本文:
++++

説明

内燃機関の潤滑油制御装置

【課題】内燃機関の潤滑油制御装置において、内燃機関を自動的に停止させた最中にオイルヒータに滞留した潤滑油が過剰に加熱されることを回避しつつ、早期に潤滑油を温める技術を提供する。
【解決手段】アイドルストップ制御を搭載した車両において、オイルパン2の潤滑油を内燃機関1の各潤滑部4へ供給し、当該各潤滑部4から潤滑油をオイルパン2へ回収する潤滑油路3と、潤滑油路3の途中に設けられ、オイルパン2の潤滑油を汲み上げて潤滑油を潤滑油路内で循環させる電動オイルポンプ5と、潤滑油路3の途中に設けられ、潤滑油を温めるオイルヒータ7と、を備え、潤滑油温が所定温度TAよりも低い時にアイドルストップさせた最中は、電動オイルポンプ5を駆動して潤滑油を循環させると共に、オイルヒータ7で潤滑油を温める。また、油路切替弁9を開弁して潤滑油をバイパス油路8へ流す。

【発明の詳細な説明】
【技術分野】
【0001】
本発明は、内燃機関の潤滑油制御装置に関する。

++++

データ行:

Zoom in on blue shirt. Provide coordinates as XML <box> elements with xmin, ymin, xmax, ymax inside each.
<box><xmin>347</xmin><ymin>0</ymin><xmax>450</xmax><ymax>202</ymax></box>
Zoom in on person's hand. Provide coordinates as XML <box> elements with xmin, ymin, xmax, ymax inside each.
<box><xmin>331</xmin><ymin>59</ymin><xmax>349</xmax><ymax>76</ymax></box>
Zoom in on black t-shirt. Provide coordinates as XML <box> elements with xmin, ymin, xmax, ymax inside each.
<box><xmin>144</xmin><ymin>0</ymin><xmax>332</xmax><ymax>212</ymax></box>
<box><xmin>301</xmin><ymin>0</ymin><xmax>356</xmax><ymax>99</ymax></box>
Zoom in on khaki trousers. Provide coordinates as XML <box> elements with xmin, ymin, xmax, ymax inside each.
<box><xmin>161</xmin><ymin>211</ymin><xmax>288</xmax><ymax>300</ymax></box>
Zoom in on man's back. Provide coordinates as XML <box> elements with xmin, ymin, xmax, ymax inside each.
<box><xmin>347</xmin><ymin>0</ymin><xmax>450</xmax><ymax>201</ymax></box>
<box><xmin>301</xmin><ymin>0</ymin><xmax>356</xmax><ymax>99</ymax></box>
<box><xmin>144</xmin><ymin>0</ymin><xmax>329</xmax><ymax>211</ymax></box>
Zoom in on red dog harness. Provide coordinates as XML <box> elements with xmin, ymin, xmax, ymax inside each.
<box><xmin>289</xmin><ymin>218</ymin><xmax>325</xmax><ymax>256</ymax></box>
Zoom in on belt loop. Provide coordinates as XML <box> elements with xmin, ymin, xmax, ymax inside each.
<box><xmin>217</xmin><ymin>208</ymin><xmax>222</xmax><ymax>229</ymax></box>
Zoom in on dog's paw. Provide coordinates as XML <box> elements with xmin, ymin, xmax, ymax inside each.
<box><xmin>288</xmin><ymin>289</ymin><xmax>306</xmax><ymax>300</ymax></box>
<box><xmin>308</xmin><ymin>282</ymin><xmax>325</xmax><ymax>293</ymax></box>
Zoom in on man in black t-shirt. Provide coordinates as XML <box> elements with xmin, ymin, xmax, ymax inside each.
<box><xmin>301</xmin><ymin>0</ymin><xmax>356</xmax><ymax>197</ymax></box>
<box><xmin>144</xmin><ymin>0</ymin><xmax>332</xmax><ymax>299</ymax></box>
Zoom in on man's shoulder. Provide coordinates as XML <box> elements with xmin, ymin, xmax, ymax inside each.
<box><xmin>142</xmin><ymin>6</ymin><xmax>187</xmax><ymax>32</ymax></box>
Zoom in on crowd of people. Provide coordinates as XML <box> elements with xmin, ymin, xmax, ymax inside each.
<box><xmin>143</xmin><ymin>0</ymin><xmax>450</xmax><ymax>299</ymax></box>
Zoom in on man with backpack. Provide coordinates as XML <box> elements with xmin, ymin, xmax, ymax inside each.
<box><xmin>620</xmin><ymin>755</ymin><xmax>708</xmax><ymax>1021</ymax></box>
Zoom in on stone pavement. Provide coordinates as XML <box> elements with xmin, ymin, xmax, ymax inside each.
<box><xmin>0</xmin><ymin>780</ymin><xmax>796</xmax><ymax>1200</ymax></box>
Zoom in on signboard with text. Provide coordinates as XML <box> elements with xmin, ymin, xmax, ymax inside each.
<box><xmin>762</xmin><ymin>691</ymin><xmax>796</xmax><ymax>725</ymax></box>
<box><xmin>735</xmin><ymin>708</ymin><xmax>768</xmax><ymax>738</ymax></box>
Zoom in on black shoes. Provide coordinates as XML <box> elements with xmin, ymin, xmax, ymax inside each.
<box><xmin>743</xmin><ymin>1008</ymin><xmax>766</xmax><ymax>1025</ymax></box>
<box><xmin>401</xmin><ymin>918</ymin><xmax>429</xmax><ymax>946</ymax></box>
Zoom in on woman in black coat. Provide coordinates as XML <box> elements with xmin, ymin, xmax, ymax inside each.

++++

課題 1:
潤滑油制御装置の本文にある一文「本発明は、内燃機関の潤滑油制御装置に関する。」を英語に訳す。
課題 2:
内燃機関の潤滑油制御装置を扱う本文の続きを、最後の一文の次から書き進める。

最終結果 1:
The present invention relates to a lubricating oil control device for an internal combustion engine.

最終結果 2:
【背景技術】
【0002】
潤滑油温を検知する油温センサと、潤滑油を加熱するオイルヒータと、を備え、油温センサにより検知された油温が一定温度以下である場合には、オイルヒータで潤滑油を加熱する技術が開示されている(例えば、特許文献1参照)。
【先行技術文献】
【特許文献】
【0003】
【特許文献1】特開平10−131732号公報
【特許文献2】特開2004−232587号公報
【発明の概要】
【発明が解決しようとする課題】
【0004】
ところで、近年では、車両にアイドルストップ制御が搭載されたものが知られている。車両のアイドルストップ制御とは、車両が停止した場合等の規定の停止条件下で内燃機関を自動的に停止させる。一方、アイドルストップ中にアクセルペダルの踏み込み操作があった場合等の規定の始動条件下で内燃機関を自動的に再始動させる(例えば、特許文献2参照)。このようなアイドルストップ制御を搭載した車両において、アイドルストップ中は内燃機関の作動に連動して動作する機械式オイルポンプも停止し、潤滑油が循環しなくなる。このため、オイルヒータで潤滑油を加熱している場合には、アイドルストップ中はオイルヒータに滞留した潤滑油を過剰に加熱してしまうおそれがあった。過剰に加熱された潤滑油からは、スラッジやデポジットが発生する可能性があり、最悪の場合には潤滑油が炭化する可能性もある。
【0005】
本発明は上記問題点に鑑みたものであり、本発明の目的は、内燃機関の潤滑油制御装置において、内燃機関を自動的に停止させた最中にオイルヒータに滞留した潤滑油が過剰に加熱されることを回避しつつ、早期に潤滑油を温める技術を提供することにある。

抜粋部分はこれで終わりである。